Point labeling examples
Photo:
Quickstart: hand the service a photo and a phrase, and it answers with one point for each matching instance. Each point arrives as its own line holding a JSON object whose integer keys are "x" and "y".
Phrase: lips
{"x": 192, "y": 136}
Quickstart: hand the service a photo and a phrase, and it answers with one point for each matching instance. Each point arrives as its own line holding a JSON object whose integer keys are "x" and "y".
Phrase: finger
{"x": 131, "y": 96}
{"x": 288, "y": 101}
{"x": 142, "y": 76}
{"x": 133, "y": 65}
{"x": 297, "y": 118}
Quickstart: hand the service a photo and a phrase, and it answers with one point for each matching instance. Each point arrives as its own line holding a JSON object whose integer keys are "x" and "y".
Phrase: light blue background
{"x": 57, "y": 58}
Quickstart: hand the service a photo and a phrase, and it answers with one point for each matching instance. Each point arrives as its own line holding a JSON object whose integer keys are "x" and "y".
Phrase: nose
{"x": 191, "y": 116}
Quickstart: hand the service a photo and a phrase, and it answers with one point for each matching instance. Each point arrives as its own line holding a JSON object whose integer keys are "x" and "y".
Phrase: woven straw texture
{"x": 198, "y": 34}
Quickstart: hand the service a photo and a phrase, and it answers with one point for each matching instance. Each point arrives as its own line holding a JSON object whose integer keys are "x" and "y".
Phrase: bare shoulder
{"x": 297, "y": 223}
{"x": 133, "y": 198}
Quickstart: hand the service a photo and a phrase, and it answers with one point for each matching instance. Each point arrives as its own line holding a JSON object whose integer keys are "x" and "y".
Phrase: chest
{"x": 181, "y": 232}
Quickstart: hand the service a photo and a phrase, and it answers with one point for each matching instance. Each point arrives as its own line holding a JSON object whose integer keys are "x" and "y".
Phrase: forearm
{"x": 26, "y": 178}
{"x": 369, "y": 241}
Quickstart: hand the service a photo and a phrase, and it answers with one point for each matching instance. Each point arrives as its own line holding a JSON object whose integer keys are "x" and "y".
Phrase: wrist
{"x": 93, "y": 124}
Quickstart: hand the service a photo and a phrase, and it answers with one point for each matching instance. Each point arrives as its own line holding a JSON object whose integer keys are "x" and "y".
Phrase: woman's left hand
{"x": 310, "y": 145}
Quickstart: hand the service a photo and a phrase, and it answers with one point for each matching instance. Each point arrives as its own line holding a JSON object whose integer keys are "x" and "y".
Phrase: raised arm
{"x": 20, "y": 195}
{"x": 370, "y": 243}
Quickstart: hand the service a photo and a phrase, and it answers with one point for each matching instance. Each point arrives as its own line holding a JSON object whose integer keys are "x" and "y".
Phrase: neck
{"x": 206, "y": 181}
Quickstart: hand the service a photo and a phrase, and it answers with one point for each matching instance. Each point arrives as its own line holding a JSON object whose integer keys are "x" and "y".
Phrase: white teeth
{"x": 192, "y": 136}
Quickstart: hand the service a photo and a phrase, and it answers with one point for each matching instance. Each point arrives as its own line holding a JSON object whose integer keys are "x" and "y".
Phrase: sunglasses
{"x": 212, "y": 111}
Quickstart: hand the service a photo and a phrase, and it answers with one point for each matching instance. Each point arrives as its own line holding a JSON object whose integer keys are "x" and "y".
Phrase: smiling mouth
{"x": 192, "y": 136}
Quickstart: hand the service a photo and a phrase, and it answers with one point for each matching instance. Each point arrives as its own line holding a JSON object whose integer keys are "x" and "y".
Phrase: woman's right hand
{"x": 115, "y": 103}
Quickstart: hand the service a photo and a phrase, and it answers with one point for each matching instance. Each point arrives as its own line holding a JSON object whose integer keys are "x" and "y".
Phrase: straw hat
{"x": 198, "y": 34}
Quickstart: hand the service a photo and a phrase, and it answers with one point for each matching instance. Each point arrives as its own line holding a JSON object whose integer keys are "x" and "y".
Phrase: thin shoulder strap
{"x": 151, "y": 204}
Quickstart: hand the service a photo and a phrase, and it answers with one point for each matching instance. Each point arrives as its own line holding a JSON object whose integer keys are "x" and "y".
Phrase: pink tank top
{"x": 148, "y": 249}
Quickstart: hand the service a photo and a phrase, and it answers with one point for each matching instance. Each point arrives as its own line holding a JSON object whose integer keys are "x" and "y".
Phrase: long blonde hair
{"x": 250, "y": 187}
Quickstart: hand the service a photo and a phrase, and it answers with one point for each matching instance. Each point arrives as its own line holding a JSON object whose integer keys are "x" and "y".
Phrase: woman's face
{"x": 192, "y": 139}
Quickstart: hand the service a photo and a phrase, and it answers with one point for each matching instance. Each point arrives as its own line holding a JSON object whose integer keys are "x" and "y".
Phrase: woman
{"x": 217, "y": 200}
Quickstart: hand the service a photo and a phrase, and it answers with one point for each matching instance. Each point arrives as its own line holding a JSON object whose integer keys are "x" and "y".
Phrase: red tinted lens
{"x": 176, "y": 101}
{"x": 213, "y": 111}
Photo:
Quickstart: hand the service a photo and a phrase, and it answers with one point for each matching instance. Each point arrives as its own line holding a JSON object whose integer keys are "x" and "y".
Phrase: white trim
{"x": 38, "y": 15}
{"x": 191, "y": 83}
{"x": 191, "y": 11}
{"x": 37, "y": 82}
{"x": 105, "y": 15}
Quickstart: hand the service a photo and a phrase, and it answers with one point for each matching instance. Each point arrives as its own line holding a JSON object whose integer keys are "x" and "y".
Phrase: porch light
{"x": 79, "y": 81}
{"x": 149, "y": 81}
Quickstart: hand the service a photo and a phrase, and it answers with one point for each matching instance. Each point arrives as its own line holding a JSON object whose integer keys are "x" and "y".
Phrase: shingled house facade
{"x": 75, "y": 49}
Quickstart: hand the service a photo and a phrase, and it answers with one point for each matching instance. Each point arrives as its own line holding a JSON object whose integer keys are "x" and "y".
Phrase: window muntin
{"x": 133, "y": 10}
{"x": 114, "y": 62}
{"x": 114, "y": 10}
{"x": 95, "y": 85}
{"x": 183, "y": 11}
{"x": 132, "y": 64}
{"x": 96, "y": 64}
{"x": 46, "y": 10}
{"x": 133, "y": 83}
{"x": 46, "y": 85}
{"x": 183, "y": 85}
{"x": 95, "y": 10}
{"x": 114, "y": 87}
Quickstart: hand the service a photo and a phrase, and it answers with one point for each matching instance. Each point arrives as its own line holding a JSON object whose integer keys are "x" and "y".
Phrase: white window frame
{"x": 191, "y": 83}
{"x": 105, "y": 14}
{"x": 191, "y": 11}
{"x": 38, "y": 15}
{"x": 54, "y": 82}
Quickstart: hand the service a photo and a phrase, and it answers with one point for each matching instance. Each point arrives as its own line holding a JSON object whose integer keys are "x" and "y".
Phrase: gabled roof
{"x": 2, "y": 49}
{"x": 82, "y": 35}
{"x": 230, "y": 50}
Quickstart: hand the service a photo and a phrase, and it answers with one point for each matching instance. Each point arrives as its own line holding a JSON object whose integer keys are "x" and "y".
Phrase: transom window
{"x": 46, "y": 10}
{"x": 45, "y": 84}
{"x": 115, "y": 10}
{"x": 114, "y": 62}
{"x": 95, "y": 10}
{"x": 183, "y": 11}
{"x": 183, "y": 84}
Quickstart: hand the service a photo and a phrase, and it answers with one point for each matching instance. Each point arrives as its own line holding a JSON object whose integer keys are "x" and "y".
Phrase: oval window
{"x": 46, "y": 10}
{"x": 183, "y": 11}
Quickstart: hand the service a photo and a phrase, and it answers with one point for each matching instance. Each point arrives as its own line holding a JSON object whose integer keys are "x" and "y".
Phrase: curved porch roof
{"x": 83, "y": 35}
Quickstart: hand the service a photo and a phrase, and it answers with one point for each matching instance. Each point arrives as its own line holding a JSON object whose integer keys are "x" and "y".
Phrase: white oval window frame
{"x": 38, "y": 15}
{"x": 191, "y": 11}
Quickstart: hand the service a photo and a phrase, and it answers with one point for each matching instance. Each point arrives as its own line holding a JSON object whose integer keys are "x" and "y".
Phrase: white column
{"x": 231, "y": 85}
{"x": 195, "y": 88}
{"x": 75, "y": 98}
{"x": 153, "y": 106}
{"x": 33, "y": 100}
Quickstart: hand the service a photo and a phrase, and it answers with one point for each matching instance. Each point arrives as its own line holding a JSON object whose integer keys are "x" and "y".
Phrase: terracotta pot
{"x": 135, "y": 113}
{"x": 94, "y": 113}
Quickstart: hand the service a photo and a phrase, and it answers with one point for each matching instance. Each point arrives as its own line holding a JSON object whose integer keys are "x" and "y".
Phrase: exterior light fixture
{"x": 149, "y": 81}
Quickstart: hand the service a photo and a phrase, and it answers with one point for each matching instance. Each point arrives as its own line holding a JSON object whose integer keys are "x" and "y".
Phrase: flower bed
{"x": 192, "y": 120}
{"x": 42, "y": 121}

Job:
How many lines in the items above contain the string "woman"? Reply with the number alone.

The reply:
4